PROVIDED RECORDS
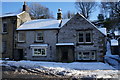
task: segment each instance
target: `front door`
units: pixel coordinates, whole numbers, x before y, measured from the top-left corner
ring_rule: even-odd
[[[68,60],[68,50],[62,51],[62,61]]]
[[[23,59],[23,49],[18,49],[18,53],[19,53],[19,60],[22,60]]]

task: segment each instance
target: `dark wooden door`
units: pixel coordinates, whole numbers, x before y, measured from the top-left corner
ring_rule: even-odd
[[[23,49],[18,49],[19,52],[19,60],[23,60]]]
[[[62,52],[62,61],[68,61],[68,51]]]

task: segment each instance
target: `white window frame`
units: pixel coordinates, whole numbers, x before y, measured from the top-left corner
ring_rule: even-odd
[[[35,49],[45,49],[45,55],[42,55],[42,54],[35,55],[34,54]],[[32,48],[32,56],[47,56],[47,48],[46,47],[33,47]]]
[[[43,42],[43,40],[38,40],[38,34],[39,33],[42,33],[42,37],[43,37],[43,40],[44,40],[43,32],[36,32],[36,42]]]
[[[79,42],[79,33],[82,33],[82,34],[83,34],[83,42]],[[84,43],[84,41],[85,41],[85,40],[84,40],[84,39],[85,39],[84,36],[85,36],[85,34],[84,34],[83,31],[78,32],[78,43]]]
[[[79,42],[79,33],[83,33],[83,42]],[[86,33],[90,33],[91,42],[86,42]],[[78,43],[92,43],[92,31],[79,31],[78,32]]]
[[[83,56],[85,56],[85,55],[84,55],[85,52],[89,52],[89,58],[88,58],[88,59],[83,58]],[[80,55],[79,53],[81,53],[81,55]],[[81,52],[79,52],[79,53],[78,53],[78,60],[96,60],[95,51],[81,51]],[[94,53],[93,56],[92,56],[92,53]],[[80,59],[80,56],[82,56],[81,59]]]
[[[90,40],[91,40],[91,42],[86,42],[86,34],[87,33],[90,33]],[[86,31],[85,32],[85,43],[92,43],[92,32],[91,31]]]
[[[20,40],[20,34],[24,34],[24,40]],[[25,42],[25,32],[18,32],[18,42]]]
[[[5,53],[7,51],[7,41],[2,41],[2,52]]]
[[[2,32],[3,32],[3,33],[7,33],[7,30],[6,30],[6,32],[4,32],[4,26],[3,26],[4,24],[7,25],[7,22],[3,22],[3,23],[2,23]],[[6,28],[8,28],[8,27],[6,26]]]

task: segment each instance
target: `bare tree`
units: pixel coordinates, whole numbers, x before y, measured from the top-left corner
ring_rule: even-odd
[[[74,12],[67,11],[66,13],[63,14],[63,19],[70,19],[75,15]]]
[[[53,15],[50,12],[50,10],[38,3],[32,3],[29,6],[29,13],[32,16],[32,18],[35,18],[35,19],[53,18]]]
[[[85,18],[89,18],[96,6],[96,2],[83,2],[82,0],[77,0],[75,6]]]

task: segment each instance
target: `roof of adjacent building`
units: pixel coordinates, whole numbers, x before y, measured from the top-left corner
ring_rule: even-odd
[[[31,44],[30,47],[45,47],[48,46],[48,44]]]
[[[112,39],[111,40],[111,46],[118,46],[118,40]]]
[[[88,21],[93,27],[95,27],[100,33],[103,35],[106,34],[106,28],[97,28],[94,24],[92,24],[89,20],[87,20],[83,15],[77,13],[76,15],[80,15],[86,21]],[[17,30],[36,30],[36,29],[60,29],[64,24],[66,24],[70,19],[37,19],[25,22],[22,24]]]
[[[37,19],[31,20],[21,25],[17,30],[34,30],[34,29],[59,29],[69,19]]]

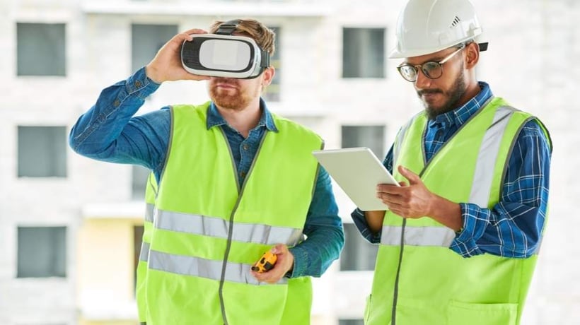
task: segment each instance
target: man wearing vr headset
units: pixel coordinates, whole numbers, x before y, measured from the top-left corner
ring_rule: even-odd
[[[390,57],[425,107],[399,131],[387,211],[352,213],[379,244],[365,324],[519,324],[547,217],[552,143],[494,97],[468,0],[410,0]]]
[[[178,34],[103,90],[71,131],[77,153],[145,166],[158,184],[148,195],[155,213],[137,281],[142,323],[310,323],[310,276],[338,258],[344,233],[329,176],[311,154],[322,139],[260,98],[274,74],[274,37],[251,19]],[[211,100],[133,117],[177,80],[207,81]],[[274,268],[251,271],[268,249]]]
--
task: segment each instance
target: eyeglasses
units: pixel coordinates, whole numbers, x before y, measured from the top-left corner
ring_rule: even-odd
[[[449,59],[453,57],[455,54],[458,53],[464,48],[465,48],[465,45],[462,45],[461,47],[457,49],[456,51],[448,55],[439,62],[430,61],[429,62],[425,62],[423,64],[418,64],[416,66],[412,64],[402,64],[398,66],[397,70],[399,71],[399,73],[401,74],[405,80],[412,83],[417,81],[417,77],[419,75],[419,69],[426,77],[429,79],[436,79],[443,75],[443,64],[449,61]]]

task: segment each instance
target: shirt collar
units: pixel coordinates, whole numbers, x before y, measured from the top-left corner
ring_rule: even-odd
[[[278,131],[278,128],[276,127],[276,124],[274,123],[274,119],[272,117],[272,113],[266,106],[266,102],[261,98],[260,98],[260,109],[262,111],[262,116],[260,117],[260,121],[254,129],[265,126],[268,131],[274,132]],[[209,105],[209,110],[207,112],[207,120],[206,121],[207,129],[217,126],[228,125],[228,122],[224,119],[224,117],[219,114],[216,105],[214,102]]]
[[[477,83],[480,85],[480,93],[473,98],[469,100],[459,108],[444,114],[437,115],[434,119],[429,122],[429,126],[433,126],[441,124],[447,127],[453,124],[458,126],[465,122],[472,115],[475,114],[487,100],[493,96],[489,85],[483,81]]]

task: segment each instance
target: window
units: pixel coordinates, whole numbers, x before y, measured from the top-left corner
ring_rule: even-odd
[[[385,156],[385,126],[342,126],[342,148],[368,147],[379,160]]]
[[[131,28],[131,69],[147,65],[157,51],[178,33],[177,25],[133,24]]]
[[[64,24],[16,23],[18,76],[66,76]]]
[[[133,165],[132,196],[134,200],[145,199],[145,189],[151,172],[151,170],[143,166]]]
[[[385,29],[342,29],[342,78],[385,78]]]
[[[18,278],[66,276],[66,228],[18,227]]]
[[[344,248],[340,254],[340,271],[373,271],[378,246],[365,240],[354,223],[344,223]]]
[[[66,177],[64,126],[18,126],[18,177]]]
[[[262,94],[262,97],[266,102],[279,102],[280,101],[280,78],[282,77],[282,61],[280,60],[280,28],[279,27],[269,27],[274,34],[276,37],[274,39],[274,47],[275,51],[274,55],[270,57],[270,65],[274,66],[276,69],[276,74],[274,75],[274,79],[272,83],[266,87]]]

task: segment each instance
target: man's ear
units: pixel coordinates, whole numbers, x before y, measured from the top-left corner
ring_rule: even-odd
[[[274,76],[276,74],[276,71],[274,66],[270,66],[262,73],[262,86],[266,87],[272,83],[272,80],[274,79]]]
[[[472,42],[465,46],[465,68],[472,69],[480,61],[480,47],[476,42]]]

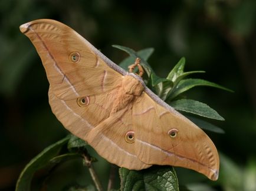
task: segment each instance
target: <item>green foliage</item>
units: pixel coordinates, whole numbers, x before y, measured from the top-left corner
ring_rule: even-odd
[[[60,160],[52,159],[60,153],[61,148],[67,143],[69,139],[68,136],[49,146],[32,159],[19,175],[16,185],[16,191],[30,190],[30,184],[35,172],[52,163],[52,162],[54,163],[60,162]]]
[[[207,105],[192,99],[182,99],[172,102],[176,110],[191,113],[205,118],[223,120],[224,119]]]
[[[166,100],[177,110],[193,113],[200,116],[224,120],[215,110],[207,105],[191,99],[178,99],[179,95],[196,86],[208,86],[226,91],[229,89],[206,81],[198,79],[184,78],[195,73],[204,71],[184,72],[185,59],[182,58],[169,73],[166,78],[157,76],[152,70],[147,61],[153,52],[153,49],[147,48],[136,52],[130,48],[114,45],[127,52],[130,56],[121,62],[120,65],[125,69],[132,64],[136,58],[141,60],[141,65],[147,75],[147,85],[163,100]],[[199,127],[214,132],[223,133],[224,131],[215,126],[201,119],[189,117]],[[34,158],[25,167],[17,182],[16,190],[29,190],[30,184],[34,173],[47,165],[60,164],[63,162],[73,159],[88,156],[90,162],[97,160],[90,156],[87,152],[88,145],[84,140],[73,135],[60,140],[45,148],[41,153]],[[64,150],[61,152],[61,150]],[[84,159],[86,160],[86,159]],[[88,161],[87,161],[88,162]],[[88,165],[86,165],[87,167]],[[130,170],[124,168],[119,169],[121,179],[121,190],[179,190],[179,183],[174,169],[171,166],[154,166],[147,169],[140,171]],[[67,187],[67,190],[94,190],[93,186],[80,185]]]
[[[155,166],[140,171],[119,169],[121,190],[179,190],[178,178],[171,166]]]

SHORT EXERCISE
Select every line of the items above that contains the string "target". Case counts.

OUTPUT OF THE EXERCISE
target: `front door`
target: `dark wooden door`
target: `white window frame`
target: `bare tree`
target: `roof of adjacent building`
target: man wearing vr headset
target: eyeglasses
target: shirt collar
target: window
target: man's ear
target: <item>green foliage</item>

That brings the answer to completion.